• [YOUR INSTRUCTIONS]:
Retype every line of the records below, character for character.

::: SUPPLIED INFORMATION

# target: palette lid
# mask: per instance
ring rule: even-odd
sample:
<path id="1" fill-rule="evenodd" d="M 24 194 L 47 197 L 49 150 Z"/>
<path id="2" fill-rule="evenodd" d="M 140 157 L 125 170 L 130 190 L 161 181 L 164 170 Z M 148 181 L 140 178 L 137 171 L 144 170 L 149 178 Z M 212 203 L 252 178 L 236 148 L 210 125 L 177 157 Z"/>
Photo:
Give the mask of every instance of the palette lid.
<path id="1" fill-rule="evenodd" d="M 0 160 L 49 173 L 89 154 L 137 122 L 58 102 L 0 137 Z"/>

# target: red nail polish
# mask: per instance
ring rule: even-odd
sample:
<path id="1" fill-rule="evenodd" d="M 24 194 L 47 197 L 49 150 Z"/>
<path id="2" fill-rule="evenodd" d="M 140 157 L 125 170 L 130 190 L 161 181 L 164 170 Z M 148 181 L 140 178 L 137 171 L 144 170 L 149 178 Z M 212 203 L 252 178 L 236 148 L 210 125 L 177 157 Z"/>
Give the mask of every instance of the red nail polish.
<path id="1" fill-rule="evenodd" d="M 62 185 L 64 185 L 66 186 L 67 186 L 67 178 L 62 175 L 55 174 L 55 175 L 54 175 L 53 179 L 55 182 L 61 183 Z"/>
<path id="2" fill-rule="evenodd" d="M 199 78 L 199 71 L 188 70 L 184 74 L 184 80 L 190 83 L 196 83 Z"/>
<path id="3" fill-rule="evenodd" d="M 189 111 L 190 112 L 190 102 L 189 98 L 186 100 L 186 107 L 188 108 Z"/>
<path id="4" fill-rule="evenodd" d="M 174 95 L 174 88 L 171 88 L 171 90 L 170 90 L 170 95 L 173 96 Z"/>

::::::

• [WORKED SOLUTION]:
# target: palette lid
# mask: per instance
ring rule: even-odd
sample:
<path id="1" fill-rule="evenodd" d="M 24 194 L 47 197 L 49 150 Z"/>
<path id="2" fill-rule="evenodd" d="M 140 157 L 125 170 L 130 190 L 161 181 L 164 170 Z M 148 181 L 140 178 L 137 171 L 144 170 L 149 178 Z M 212 203 L 252 178 L 236 148 L 210 125 L 177 157 Z"/>
Photo:
Give the mask of every instance of the palette lid.
<path id="1" fill-rule="evenodd" d="M 0 160 L 49 173 L 89 154 L 137 122 L 58 102 L 0 137 Z"/>

# target: red nail polish
# mask: per instance
ring rule: even-odd
sample:
<path id="1" fill-rule="evenodd" d="M 24 194 L 47 197 L 49 150 Z"/>
<path id="2" fill-rule="evenodd" d="M 140 157 L 125 170 L 130 190 L 161 181 L 164 170 Z M 148 181 L 140 178 L 137 171 L 144 170 L 149 178 Z M 212 203 L 252 178 L 236 148 L 210 125 L 177 157 Z"/>
Give the mask of every instance of the red nail polish.
<path id="1" fill-rule="evenodd" d="M 62 185 L 64 185 L 66 186 L 67 186 L 67 178 L 62 175 L 55 174 L 55 175 L 54 175 L 53 179 L 55 182 L 61 183 Z"/>
<path id="2" fill-rule="evenodd" d="M 199 78 L 199 71 L 188 70 L 184 74 L 184 80 L 190 83 L 196 83 Z"/>
<path id="3" fill-rule="evenodd" d="M 189 111 L 190 112 L 190 102 L 189 98 L 186 100 L 186 107 L 188 108 Z"/>
<path id="4" fill-rule="evenodd" d="M 174 95 L 174 88 L 171 88 L 171 90 L 170 90 L 170 95 L 173 96 Z"/>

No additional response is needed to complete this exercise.